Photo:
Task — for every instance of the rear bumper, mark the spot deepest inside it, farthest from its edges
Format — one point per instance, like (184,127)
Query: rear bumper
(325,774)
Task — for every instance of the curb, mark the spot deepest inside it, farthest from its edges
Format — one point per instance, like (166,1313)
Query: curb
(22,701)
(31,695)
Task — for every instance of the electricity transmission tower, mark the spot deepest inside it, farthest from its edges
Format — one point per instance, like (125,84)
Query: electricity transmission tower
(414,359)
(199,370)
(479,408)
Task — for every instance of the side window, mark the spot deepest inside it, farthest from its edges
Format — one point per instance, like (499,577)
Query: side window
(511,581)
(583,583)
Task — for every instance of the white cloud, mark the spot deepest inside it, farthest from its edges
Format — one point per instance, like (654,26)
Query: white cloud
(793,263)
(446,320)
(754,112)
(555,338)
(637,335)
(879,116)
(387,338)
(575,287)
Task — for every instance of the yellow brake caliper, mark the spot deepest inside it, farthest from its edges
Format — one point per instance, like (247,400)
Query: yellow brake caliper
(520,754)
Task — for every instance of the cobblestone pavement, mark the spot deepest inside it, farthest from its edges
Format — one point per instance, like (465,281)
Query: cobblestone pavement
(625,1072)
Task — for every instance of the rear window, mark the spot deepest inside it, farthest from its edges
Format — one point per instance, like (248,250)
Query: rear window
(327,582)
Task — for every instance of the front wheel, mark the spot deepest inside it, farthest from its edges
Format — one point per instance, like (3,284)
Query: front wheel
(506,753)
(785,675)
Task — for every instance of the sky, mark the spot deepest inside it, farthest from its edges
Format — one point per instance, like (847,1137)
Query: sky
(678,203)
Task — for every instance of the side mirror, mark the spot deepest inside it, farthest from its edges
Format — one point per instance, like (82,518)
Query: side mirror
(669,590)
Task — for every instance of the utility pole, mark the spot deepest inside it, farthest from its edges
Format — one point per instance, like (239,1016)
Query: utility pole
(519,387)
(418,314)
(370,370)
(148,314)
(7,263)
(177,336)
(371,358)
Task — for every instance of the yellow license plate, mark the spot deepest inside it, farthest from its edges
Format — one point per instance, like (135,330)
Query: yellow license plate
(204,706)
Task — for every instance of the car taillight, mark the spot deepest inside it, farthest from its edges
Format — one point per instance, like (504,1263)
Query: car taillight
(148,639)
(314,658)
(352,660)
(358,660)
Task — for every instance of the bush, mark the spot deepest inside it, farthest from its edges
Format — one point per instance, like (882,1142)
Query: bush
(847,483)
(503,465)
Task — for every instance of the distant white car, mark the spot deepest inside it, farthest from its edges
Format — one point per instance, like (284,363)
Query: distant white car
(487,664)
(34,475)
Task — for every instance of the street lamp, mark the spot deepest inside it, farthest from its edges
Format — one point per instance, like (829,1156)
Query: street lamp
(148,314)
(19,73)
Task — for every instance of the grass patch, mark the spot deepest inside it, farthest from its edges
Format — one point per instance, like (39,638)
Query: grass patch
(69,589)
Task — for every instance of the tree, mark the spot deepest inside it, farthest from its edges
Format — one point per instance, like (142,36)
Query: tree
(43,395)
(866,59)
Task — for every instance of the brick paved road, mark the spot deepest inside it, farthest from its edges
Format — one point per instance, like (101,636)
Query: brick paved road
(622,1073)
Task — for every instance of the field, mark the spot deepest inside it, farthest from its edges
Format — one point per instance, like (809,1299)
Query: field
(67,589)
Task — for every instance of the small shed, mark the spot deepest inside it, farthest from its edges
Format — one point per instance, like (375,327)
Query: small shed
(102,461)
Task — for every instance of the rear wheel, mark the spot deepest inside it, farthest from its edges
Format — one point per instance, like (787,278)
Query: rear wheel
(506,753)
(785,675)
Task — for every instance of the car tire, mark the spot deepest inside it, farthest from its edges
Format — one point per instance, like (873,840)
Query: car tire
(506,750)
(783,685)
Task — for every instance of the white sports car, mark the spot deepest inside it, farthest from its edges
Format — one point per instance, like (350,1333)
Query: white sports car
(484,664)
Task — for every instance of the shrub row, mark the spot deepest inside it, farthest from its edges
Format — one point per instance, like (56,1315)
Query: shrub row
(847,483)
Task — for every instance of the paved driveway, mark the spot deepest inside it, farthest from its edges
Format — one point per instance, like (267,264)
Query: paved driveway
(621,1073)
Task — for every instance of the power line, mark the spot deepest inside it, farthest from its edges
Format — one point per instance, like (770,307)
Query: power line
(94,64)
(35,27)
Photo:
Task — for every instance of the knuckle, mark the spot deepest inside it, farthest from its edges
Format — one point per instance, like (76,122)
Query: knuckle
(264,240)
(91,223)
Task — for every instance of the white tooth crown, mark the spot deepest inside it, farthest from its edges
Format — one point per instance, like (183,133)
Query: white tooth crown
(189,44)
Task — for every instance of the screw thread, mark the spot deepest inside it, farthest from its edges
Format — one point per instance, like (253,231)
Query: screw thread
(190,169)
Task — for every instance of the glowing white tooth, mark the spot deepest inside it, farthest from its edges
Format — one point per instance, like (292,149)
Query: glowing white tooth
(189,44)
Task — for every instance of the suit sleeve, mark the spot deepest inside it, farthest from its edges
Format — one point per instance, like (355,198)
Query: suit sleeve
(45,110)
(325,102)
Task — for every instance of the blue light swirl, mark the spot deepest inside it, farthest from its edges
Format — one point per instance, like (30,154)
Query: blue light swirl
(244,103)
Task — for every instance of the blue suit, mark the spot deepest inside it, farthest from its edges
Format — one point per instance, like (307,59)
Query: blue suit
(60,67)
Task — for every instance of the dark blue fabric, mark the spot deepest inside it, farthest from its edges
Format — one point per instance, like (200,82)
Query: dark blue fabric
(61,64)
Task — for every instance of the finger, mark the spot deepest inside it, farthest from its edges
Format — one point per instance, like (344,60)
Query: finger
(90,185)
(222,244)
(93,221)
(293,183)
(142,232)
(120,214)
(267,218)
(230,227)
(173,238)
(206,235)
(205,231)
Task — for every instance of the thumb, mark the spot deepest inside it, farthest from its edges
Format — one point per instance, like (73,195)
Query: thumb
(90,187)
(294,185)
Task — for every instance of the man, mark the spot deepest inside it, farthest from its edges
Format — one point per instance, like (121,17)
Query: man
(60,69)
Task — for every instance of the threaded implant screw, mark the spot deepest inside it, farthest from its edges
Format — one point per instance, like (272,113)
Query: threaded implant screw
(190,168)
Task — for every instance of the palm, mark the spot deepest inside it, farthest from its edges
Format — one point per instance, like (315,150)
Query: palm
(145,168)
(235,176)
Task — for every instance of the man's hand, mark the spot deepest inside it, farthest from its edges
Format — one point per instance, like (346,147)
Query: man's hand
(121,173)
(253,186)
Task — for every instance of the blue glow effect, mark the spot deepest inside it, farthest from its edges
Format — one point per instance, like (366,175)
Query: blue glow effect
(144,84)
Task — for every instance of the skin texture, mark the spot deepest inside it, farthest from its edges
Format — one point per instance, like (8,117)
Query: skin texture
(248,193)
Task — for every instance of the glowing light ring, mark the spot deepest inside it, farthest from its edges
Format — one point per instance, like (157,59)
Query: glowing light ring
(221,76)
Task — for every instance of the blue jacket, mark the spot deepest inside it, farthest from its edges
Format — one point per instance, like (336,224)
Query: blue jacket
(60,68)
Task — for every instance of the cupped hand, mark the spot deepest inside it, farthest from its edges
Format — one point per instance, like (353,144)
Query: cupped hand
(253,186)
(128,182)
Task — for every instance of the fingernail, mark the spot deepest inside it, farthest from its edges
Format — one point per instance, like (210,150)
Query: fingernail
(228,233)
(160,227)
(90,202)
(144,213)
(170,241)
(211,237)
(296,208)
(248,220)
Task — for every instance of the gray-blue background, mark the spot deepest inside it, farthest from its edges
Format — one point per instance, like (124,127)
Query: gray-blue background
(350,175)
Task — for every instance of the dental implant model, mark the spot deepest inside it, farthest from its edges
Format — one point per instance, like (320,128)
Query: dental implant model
|---|
▶ _SET TASK_: Send back exactly the lines from the line with "Task — for every instance of the gray-blue" through the end of the records.

▶ _RESPONSE TO THE EXERCISE_:
Task — for every instance of the gray-blue background, mark the spot deepest inside it, farthest from its edges
Format — one point per instance, like (124,127)
Query: gray-blue background
(350,175)
Task — for every instance of the dental implant model, mark the spot deepest inside it, farthest from its edges
Format — one point per instance, like (320,128)
Query: dental implant model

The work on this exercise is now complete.